## What to work on
Find the line with "Locate every instance of the palm" in the data below. Repeat it and every line after it up to the end, exactly, but drop the pictures.

## Task material
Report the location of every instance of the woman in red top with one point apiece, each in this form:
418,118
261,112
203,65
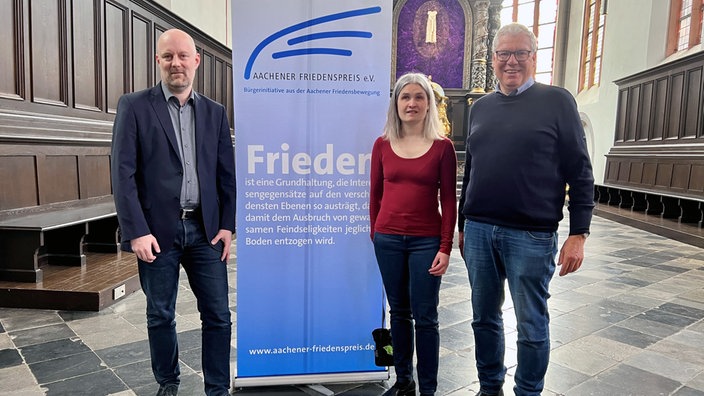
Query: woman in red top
412,231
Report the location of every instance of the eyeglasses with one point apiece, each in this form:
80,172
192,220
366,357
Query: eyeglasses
520,55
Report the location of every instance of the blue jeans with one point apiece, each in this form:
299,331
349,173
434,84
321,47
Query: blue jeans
207,276
526,259
413,295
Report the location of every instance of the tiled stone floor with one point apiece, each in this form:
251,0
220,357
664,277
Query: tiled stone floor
630,322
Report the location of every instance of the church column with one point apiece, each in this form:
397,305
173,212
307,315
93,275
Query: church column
479,57
494,24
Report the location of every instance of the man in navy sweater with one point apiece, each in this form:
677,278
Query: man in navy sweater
525,145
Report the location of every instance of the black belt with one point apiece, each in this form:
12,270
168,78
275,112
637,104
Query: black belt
189,213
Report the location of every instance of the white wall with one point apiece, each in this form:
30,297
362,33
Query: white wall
213,17
634,40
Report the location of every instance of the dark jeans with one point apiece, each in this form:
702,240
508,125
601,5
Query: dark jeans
207,276
526,259
413,295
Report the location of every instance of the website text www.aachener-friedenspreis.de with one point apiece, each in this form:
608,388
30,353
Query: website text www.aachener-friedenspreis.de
287,350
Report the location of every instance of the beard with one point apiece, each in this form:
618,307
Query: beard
179,83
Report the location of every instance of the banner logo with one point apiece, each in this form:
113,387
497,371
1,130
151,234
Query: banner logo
311,37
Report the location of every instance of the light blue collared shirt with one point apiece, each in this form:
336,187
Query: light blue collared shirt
529,83
184,122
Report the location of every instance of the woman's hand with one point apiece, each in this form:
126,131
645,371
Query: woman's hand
440,264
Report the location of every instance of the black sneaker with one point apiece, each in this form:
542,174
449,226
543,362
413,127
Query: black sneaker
483,393
168,390
408,389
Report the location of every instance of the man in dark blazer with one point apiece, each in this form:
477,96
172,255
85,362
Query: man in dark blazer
173,177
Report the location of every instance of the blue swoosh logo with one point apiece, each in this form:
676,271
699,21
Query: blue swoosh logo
310,37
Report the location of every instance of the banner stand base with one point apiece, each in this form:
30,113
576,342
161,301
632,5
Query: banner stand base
320,389
312,381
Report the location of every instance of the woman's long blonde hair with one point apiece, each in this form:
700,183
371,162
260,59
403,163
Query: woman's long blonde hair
432,128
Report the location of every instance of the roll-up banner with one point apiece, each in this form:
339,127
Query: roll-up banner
311,89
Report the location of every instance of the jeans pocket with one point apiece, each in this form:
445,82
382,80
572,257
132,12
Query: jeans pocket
539,236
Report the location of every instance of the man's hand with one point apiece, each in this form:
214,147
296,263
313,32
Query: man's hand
440,264
226,237
571,254
145,247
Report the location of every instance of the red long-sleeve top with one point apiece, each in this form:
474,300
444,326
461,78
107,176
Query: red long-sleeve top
404,192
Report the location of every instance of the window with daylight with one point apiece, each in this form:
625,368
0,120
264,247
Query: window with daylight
592,44
685,28
541,16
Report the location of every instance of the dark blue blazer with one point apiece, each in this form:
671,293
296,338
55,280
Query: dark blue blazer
147,172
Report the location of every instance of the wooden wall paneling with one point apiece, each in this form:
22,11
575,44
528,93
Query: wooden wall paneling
229,95
659,109
650,170
219,82
142,53
680,177
635,175
624,171
633,116
117,52
11,59
49,55
621,116
645,114
663,175
158,30
86,49
696,180
693,103
612,170
675,106
18,176
57,177
92,175
206,67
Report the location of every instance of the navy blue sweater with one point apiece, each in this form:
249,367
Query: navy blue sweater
521,152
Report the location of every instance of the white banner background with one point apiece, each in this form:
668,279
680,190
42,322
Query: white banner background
311,83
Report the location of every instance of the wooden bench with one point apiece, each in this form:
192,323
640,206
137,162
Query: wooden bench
57,237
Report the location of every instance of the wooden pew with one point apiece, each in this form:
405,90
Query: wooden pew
57,237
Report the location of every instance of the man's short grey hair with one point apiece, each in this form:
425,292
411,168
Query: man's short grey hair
514,29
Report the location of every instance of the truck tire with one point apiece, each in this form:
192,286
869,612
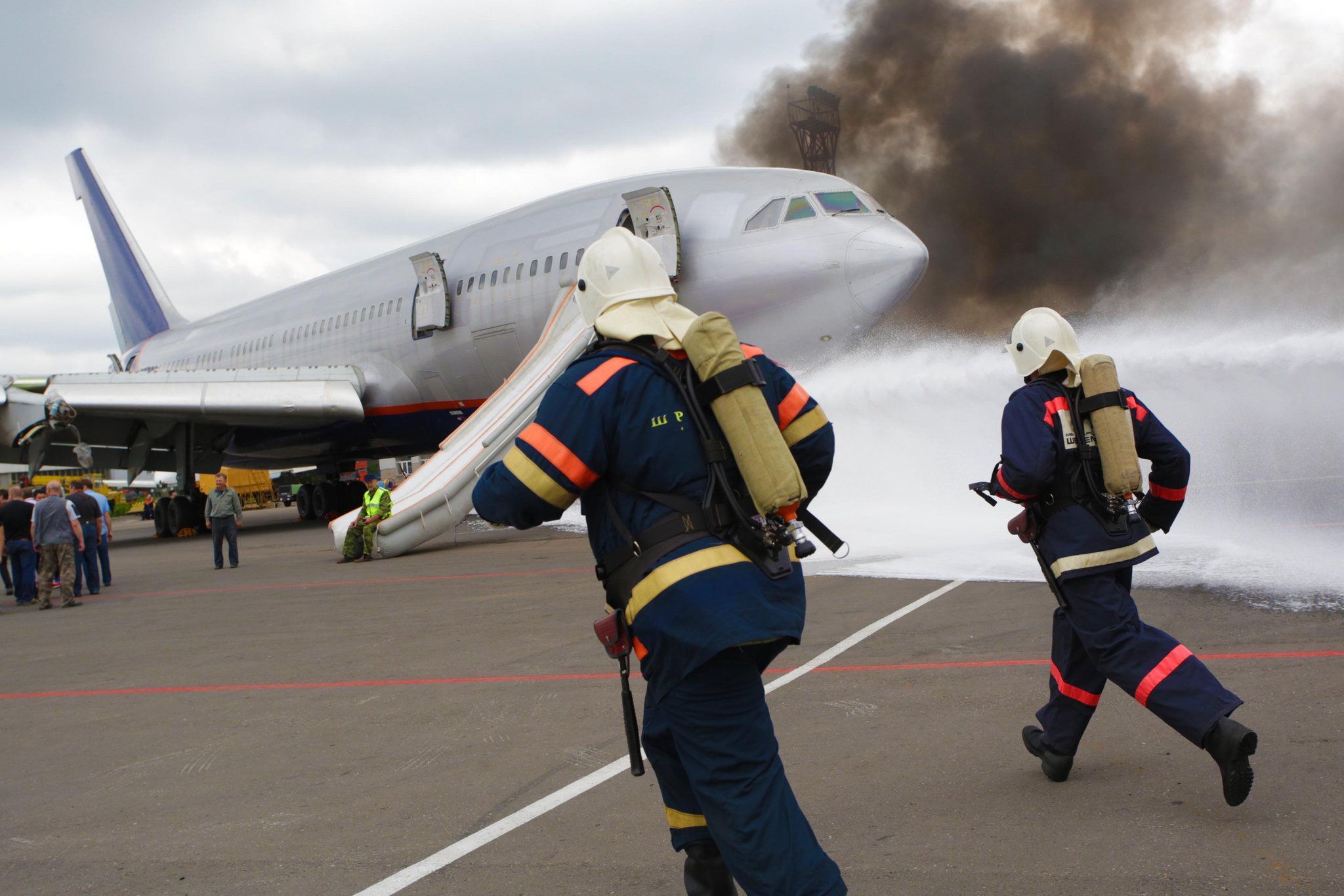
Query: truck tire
180,515
326,500
305,502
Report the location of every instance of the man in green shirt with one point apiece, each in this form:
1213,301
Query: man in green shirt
359,538
223,519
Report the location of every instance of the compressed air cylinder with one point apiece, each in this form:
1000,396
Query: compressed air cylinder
1112,428
766,465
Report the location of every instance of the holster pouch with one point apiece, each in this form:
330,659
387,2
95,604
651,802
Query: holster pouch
1024,527
614,634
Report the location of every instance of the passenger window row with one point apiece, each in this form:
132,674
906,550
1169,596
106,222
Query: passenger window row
339,321
478,283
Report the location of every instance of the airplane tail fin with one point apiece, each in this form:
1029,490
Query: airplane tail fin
138,308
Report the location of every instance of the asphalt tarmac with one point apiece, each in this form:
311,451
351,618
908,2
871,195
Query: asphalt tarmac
301,727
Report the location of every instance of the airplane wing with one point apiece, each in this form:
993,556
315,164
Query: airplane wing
131,418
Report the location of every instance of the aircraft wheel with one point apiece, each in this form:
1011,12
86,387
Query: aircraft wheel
326,499
305,502
182,515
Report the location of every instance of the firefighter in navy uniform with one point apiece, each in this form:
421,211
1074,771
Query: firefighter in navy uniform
1090,551
706,620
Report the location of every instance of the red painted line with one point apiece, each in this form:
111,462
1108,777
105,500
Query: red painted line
320,584
1304,525
591,676
898,666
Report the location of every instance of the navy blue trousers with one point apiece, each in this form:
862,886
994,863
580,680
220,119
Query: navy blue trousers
711,744
87,561
1101,638
23,565
102,559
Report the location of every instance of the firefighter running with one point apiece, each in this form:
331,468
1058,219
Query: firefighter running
1089,540
709,601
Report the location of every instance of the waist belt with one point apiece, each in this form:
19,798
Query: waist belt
621,570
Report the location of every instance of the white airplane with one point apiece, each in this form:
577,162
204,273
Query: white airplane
388,356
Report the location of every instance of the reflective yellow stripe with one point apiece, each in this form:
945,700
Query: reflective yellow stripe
1104,558
804,426
536,479
682,819
674,571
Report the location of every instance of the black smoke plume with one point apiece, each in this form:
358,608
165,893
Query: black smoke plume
1053,152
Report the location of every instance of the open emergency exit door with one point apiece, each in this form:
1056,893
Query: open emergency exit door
432,308
654,218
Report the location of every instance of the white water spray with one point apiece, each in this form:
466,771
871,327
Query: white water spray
1261,409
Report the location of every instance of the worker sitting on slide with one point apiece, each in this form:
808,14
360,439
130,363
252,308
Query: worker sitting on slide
359,538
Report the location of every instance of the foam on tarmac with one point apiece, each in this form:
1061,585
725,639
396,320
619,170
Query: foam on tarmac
461,701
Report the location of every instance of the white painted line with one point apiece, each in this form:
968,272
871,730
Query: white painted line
451,853
827,656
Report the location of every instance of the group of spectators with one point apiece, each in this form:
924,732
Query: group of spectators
52,540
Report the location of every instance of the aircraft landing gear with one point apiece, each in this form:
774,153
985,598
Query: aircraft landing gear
182,516
305,502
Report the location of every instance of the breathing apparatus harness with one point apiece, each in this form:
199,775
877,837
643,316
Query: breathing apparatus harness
765,540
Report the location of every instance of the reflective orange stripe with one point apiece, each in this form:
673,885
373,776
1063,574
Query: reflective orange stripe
1159,675
1007,488
1070,691
1055,406
792,405
1164,493
554,451
602,373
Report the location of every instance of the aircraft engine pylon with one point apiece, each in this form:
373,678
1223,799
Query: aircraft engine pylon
438,495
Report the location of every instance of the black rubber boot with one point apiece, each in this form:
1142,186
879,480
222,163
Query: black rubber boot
706,872
1231,744
1057,767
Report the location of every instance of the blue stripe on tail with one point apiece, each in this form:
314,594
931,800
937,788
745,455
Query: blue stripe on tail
136,301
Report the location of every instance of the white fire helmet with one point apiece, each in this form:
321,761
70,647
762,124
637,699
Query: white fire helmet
624,292
1042,340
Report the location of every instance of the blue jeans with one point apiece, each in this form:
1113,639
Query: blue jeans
23,569
102,559
87,561
220,528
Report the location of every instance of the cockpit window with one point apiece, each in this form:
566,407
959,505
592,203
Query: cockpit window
839,202
768,216
799,209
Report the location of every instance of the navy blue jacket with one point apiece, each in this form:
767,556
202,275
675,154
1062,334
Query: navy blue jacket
613,417
1041,457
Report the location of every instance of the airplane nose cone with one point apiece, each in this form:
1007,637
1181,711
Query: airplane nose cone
883,265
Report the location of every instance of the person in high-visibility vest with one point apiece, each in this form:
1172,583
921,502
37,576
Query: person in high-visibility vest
359,538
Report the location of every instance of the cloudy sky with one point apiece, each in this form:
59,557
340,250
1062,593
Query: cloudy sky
252,146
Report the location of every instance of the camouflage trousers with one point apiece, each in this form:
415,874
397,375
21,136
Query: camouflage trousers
359,539
58,562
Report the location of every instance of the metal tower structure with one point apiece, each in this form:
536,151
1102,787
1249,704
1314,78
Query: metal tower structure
816,125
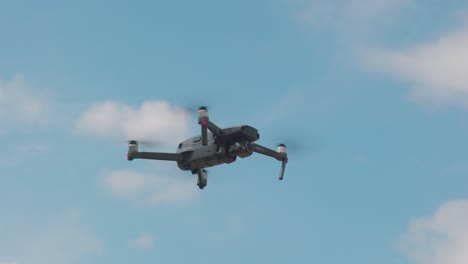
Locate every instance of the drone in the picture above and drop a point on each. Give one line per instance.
(215, 146)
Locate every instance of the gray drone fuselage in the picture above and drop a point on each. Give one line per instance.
(236, 143)
(214, 146)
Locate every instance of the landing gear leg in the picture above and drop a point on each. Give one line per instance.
(202, 178)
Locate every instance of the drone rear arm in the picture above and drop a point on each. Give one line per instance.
(280, 155)
(154, 156)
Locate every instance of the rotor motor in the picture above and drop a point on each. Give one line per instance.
(202, 115)
(282, 149)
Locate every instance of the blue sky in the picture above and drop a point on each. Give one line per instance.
(377, 91)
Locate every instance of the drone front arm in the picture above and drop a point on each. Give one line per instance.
(154, 156)
(280, 155)
(268, 152)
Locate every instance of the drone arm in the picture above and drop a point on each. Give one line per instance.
(280, 155)
(154, 156)
(268, 152)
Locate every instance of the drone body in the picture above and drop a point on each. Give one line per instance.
(219, 146)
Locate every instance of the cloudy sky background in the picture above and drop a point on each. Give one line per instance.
(377, 91)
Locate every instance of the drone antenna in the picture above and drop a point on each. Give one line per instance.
(203, 122)
(283, 150)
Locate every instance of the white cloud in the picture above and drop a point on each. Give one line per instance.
(154, 120)
(440, 239)
(21, 104)
(438, 70)
(65, 238)
(149, 190)
(348, 16)
(144, 241)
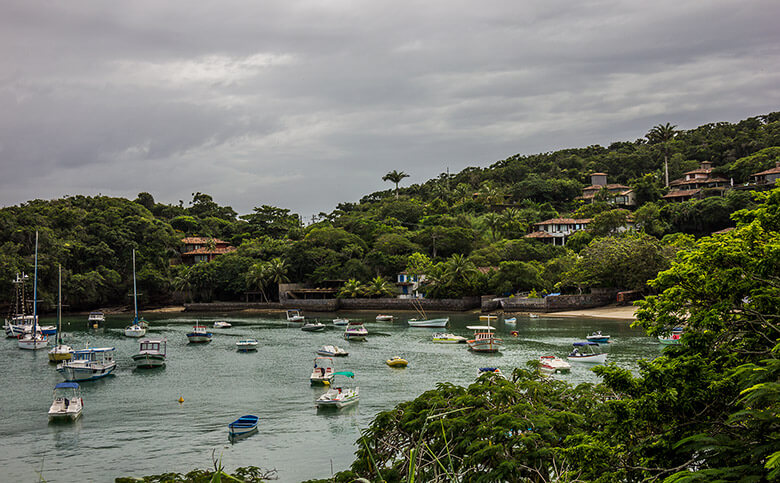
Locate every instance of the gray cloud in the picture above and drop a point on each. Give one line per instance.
(307, 104)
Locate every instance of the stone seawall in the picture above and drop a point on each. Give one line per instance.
(557, 303)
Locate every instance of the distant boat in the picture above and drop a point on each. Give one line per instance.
(67, 402)
(246, 345)
(88, 364)
(34, 339)
(151, 354)
(587, 352)
(598, 337)
(484, 340)
(339, 397)
(447, 338)
(136, 328)
(322, 372)
(60, 352)
(355, 331)
(315, 326)
(294, 315)
(332, 351)
(429, 322)
(243, 425)
(199, 334)
(397, 361)
(553, 365)
(96, 320)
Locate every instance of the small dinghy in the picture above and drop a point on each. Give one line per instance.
(587, 352)
(397, 361)
(246, 345)
(67, 403)
(339, 397)
(332, 351)
(243, 425)
(447, 338)
(315, 326)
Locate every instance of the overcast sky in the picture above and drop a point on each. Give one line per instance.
(305, 104)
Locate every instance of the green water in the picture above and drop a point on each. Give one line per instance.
(132, 423)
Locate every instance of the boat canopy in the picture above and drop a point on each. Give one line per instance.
(67, 385)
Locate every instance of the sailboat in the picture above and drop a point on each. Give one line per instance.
(34, 339)
(136, 329)
(60, 352)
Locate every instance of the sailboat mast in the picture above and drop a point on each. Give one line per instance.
(135, 296)
(35, 288)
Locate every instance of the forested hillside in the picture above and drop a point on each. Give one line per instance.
(445, 228)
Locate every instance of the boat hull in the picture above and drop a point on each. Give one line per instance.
(85, 373)
(148, 361)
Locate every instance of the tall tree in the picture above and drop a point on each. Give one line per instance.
(662, 134)
(395, 177)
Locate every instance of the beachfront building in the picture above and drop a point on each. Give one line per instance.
(203, 249)
(557, 230)
(697, 184)
(599, 189)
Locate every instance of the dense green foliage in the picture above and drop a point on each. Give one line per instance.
(706, 410)
(470, 226)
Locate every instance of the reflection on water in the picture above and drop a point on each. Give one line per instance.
(133, 424)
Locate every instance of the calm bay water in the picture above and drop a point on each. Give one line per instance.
(132, 424)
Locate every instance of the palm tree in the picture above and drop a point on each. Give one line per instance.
(662, 134)
(395, 177)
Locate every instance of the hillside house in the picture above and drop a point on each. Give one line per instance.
(616, 194)
(203, 249)
(694, 182)
(557, 230)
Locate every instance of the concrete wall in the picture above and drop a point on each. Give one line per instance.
(558, 303)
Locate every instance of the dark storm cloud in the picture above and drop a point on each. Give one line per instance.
(307, 104)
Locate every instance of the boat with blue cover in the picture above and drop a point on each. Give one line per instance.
(243, 425)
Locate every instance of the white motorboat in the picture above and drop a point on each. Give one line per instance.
(199, 334)
(67, 403)
(355, 331)
(60, 352)
(447, 338)
(484, 339)
(246, 345)
(315, 326)
(34, 339)
(598, 337)
(151, 354)
(429, 322)
(88, 364)
(138, 327)
(553, 365)
(338, 397)
(587, 352)
(96, 320)
(294, 315)
(332, 351)
(322, 372)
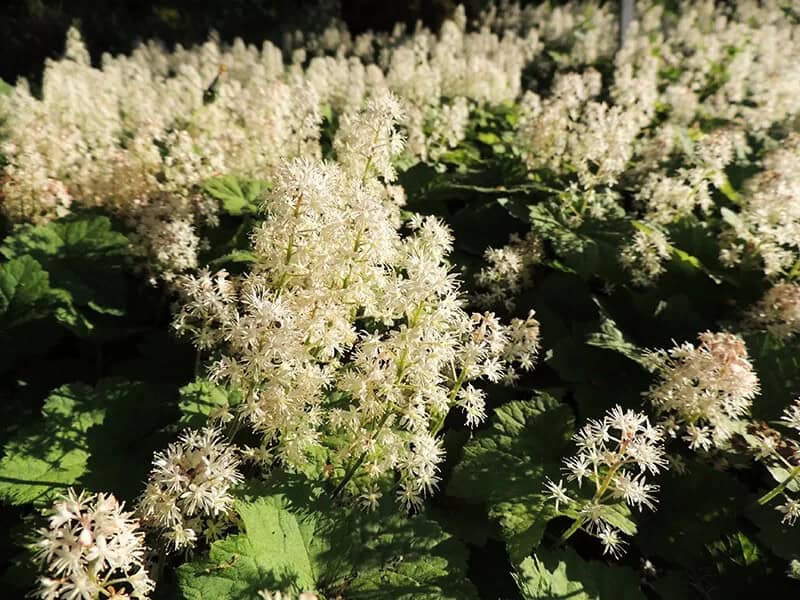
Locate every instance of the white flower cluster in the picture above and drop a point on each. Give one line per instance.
(615, 456)
(268, 595)
(188, 492)
(769, 220)
(670, 197)
(704, 391)
(778, 311)
(509, 270)
(92, 549)
(348, 333)
(140, 134)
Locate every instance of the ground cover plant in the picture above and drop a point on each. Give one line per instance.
(504, 310)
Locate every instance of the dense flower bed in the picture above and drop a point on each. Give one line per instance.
(502, 310)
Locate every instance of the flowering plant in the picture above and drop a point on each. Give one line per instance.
(502, 309)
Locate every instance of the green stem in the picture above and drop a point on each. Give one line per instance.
(779, 489)
(198, 359)
(355, 466)
(577, 524)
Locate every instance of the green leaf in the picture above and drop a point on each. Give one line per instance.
(25, 292)
(564, 574)
(96, 437)
(293, 542)
(610, 337)
(236, 196)
(506, 466)
(275, 553)
(202, 397)
(84, 257)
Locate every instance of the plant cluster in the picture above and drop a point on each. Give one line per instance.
(419, 314)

## Worked answer
Locate every instance of the palm tree in the picture above and drop a point on each. Give one line per instance.
(662, 134)
(395, 177)
Locate every instance of the hillside house in the picture above and drop a point on each. Give one line per instance.
(616, 194)
(203, 249)
(694, 182)
(557, 230)
Locate every instance of the concrete wall in the picture above and drop a point on each. Give one line per instance.
(558, 303)
Locate every instance of the dark storm cloud in the picture above and drop a point on each. Give one line per instance.
(307, 104)
Locate every instance of the boat with blue cover in the picture above and drop a point on each. Give one line per instance.
(243, 425)
Locate every instance of the white motorboat in the picture above and drop a point on each. Give one line per instance.
(199, 334)
(67, 403)
(355, 331)
(60, 352)
(447, 338)
(484, 339)
(246, 345)
(315, 326)
(34, 339)
(598, 337)
(151, 354)
(429, 322)
(88, 364)
(138, 327)
(553, 365)
(338, 397)
(587, 352)
(96, 320)
(294, 315)
(332, 351)
(322, 372)
Locate every instance of the white flower cluster in the picture above and drop a point on each. Give one line per instance.
(615, 456)
(268, 595)
(188, 492)
(769, 220)
(670, 197)
(704, 391)
(778, 311)
(509, 270)
(92, 549)
(348, 333)
(140, 134)
Locate every instance of the ground cover plant in the picture above and drop a point on each. Give one line per instance.
(504, 310)
Locate every instance of the dense flower bed in the picture above and drop a point on each. Give one line per instance.
(502, 310)
Locate every instance of the flowering plant in the picture above and drop a point on each. Give one line per instance.
(502, 309)
Locate every instance of the green stem in the picture above and drop a point on each. Give one line per instance.
(779, 489)
(198, 359)
(355, 466)
(577, 524)
Locate every instance of the green leaf in the picture above and drop a point on each. Give one line per instance.
(25, 292)
(564, 574)
(96, 437)
(293, 542)
(610, 337)
(236, 196)
(506, 466)
(275, 553)
(202, 397)
(84, 257)
Locate every instance of the plant cluster in the picture above and drop a point on each. Give one line per instance.
(419, 314)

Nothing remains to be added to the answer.